[Start]

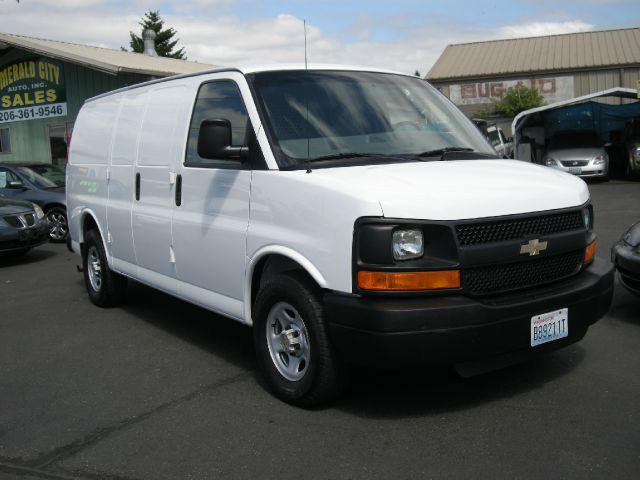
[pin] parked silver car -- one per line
(578, 152)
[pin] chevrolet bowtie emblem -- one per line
(533, 247)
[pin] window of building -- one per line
(5, 144)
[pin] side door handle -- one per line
(179, 190)
(138, 186)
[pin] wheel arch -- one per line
(272, 261)
(88, 221)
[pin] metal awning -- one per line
(522, 118)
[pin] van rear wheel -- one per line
(292, 342)
(105, 287)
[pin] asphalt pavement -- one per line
(160, 389)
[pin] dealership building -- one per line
(44, 83)
(561, 67)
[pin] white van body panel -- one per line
(425, 191)
(303, 212)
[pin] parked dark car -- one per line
(42, 184)
(22, 226)
(626, 257)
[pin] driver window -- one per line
(217, 100)
(6, 177)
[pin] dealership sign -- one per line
(32, 89)
(553, 89)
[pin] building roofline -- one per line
(55, 49)
(533, 37)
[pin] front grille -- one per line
(514, 276)
(501, 230)
(575, 163)
(13, 220)
(29, 219)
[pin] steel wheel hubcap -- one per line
(94, 268)
(288, 341)
(57, 225)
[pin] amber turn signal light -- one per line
(590, 252)
(406, 281)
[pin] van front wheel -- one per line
(292, 342)
(105, 288)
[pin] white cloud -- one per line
(536, 29)
(212, 33)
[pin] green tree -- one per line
(164, 44)
(518, 100)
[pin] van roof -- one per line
(246, 70)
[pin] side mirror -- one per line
(17, 184)
(214, 141)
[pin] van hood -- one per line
(461, 189)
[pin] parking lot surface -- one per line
(160, 389)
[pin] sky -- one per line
(401, 35)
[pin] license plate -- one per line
(549, 326)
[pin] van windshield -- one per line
(338, 115)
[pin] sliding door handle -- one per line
(137, 186)
(179, 190)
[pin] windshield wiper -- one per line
(441, 152)
(342, 156)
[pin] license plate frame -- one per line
(550, 326)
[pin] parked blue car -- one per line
(22, 226)
(41, 184)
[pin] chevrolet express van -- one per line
(347, 215)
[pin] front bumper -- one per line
(384, 332)
(588, 171)
(16, 240)
(627, 262)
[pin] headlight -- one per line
(588, 219)
(39, 211)
(408, 244)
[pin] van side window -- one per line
(217, 100)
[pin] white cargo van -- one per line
(348, 215)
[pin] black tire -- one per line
(105, 288)
(320, 376)
(58, 227)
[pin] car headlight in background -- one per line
(39, 211)
(408, 244)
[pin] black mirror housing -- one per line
(214, 141)
(15, 184)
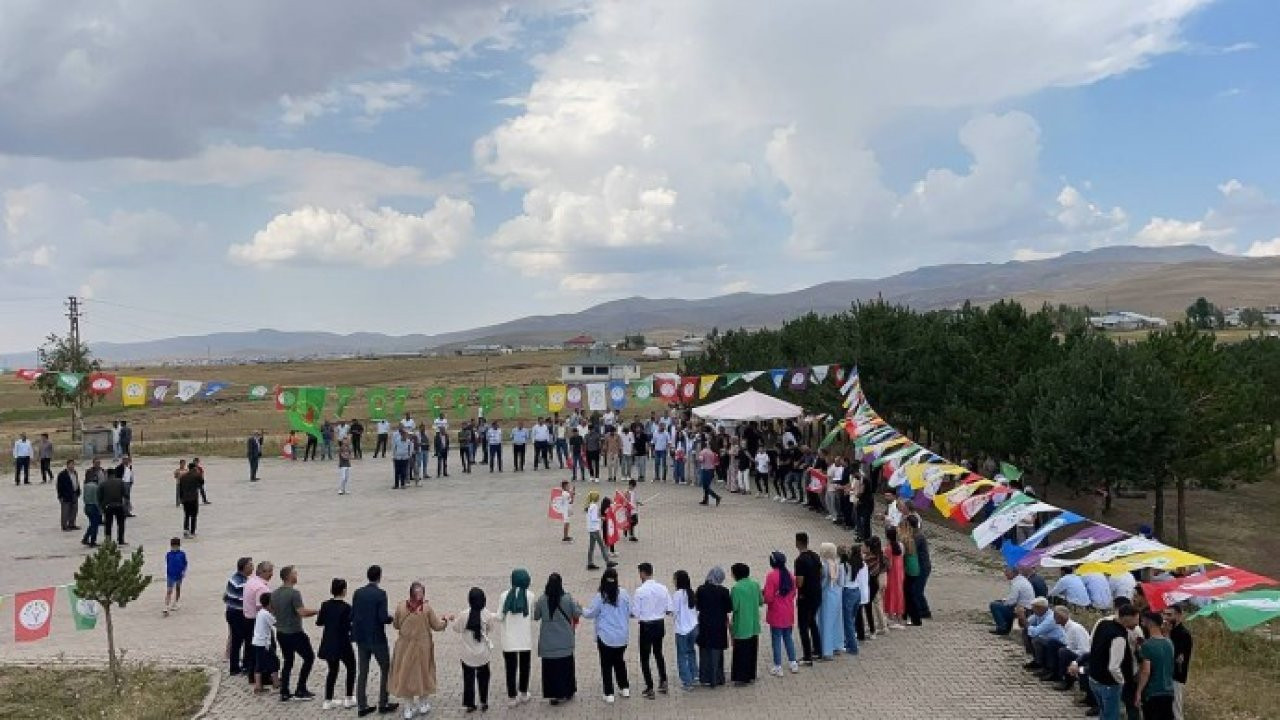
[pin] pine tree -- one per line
(112, 582)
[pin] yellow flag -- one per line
(133, 391)
(556, 399)
(1157, 559)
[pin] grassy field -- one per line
(73, 692)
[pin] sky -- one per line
(411, 165)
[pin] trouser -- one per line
(851, 602)
(330, 679)
(295, 645)
(781, 638)
(95, 520)
(190, 509)
(592, 541)
(613, 665)
(807, 620)
(517, 671)
(686, 656)
(475, 679)
(238, 642)
(650, 641)
(1157, 707)
(115, 514)
(705, 478)
(383, 657)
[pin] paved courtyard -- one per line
(472, 529)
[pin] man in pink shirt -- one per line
(707, 461)
(254, 588)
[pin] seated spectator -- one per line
(1020, 596)
(1070, 589)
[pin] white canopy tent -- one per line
(750, 405)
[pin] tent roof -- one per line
(750, 405)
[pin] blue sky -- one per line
(438, 165)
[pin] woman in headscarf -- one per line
(558, 615)
(713, 605)
(517, 634)
(476, 648)
(780, 598)
(412, 675)
(611, 609)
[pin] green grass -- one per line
(73, 692)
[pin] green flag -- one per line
(376, 402)
(344, 395)
(85, 611)
(306, 414)
(510, 401)
(538, 400)
(69, 382)
(434, 400)
(1010, 472)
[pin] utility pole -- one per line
(73, 314)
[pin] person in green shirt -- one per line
(746, 600)
(1155, 686)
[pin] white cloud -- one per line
(360, 236)
(638, 105)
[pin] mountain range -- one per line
(1159, 281)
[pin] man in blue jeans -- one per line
(1020, 595)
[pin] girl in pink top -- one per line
(780, 614)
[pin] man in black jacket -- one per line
(68, 495)
(369, 620)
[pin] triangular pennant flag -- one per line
(188, 388)
(777, 376)
(83, 611)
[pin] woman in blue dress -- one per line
(830, 619)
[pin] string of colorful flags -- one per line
(924, 478)
(33, 611)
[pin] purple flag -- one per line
(1089, 537)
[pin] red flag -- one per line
(101, 383)
(32, 615)
(689, 388)
(1215, 583)
(666, 388)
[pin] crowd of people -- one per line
(1133, 660)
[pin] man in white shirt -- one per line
(22, 460)
(384, 431)
(650, 605)
(1020, 595)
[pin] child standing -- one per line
(334, 616)
(265, 664)
(476, 648)
(174, 570)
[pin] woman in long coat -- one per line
(414, 660)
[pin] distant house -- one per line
(1127, 320)
(580, 342)
(599, 367)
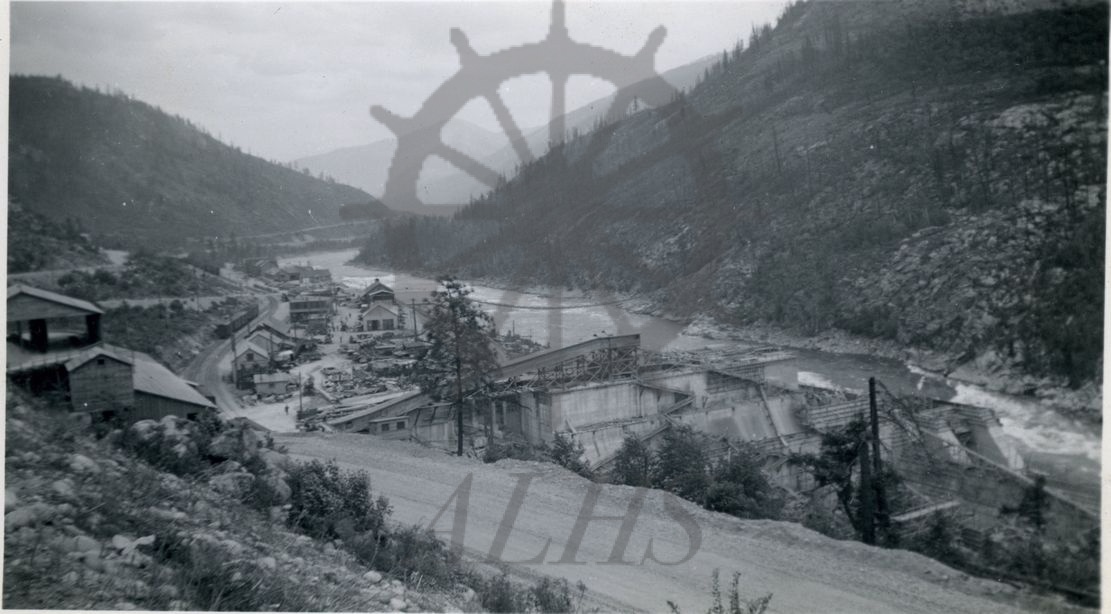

[End]

▶ _Required work_: Copy every entry above word for word, but leave out the pictures.

▶ _Exercise answer_:
[pin] parked silver car -- one per line
(578, 152)
[pin] chevrolet bowtie emblem -- one per line
(533, 247)
[pin] window of building -- one per line
(5, 144)
[pin] side door handle -- one per line
(179, 190)
(138, 186)
[pin] wheel arch -- one per line
(272, 261)
(88, 221)
[pin] metal awning -- one per line
(522, 118)
[pin] van rear wheel -- one per line
(292, 342)
(105, 287)
[pin] asphalt pavement -- one per line
(160, 389)
[pin] dealership building -- one per line
(44, 83)
(561, 67)
[pin] white van body panel -- one per line
(425, 191)
(303, 212)
[pin] parked dark car -- one per line
(42, 184)
(22, 226)
(626, 257)
[pin] driver window -- one per line
(217, 100)
(6, 177)
[pin] dealership sign -- one per line
(32, 89)
(553, 89)
[pin] building roofline -- one per line
(55, 49)
(533, 37)
[pin] front grille -- one per line
(514, 276)
(501, 230)
(575, 163)
(13, 220)
(29, 219)
[pin] steel wheel hubcap -- one per line
(94, 268)
(288, 341)
(57, 225)
[pin] amber turn signal light -- one per line
(590, 252)
(406, 281)
[pin] van front wheel -- one per line
(292, 342)
(105, 288)
[pin] white cloud -- one per line
(536, 29)
(212, 33)
[pin] green tree -- one per line
(164, 44)
(518, 100)
[pin] van roof -- one per line
(246, 70)
[pin] side mirror -- one per line
(17, 184)
(214, 141)
[pin] van hood -- one per line
(461, 189)
[pin] parking lot surface -- one per line
(160, 389)
[pin] sky -- one per line
(401, 35)
[pin] license plate -- one per line
(549, 326)
[pin] van windshield -- one per line
(338, 115)
[pin] sliding door handle -- one per line
(137, 186)
(179, 190)
[pin] windshield wiper -- one per line
(441, 152)
(342, 156)
[pin] license plate frame -- one per line
(550, 326)
[pin] parked blue car -- one per line
(22, 226)
(41, 184)
[pin] chevrolet express van -- one per line
(347, 215)
[pin] front bumper -- one per line
(384, 332)
(588, 171)
(16, 240)
(627, 262)
[pin] headlight -- one per line
(588, 219)
(39, 211)
(408, 244)
[pin] van side window -- one per line
(217, 100)
[pin] white cargo van -- one per line
(348, 215)
[pin] black tire -- one per line
(105, 288)
(320, 376)
(58, 227)
[pin] car headlight in background -- one per line
(39, 211)
(408, 244)
[pin] black mirror housing -- one per line
(214, 141)
(15, 184)
[pin] pine tree -- one per line
(112, 582)
[pin] yellow flag -- one per line
(133, 391)
(556, 399)
(1157, 559)
[pin] grassy field -- one per line
(73, 692)
[pin] sky -- one per line
(411, 165)
[pin] trouser -- one per line
(851, 602)
(330, 679)
(295, 645)
(781, 638)
(95, 520)
(190, 509)
(592, 541)
(613, 665)
(807, 620)
(517, 671)
(686, 656)
(475, 679)
(238, 642)
(650, 641)
(1157, 707)
(115, 514)
(705, 478)
(383, 657)
[pin] paved courtyard -- one per line
(472, 529)
[pin] man in pink shirt -- one per line
(707, 461)
(254, 588)
[pin] seated spectator -- one per line
(1020, 596)
(1070, 589)
[pin] white canopy tent -- one per line
(750, 405)
[pin] tent roof -- one per line
(750, 405)
[pin] blue sky -- one per line
(438, 165)
[pin] woman in headscarf -- one per line
(558, 615)
(713, 605)
(517, 634)
(476, 648)
(780, 598)
(412, 675)
(611, 609)
[pin] green grass -- one per line
(73, 692)
[pin] green flag -- one per line
(376, 402)
(344, 395)
(85, 611)
(306, 414)
(510, 401)
(538, 400)
(69, 382)
(434, 400)
(1010, 472)
[pin] utility pole -- one per line
(73, 314)
[pin] person in green shirt -- one per line
(746, 600)
(1155, 686)
[pin] white cloud -- one per line
(360, 236)
(638, 105)
[pin] mountain range -- one per line
(1159, 281)
[pin] man in blue jeans -- one per line
(1020, 595)
[pin] girl in pink top -- one per line
(780, 614)
[pin] man in black jacket -- one per line
(68, 495)
(369, 620)
[pin] triangular pennant flag -- one per line
(188, 388)
(777, 376)
(83, 611)
[pin] woman in blue dress -- one per line
(830, 619)
[pin] string of colorful flags -- one per line
(924, 478)
(33, 611)
[pin] purple flag -- one per line
(1089, 537)
[pin] red flag -- one per line
(101, 383)
(32, 615)
(689, 388)
(1215, 583)
(666, 388)
[pin] crowd of people -- one per line
(1133, 660)
[pin] man in white shirt -- one per line
(22, 460)
(384, 431)
(650, 605)
(1020, 595)
[pin] child standing -- one per line
(334, 616)
(265, 664)
(476, 648)
(174, 570)
[pin] woman in long coat -- one per line
(414, 660)
[pin] distant house -- one per line
(1127, 320)
(580, 342)
(599, 367)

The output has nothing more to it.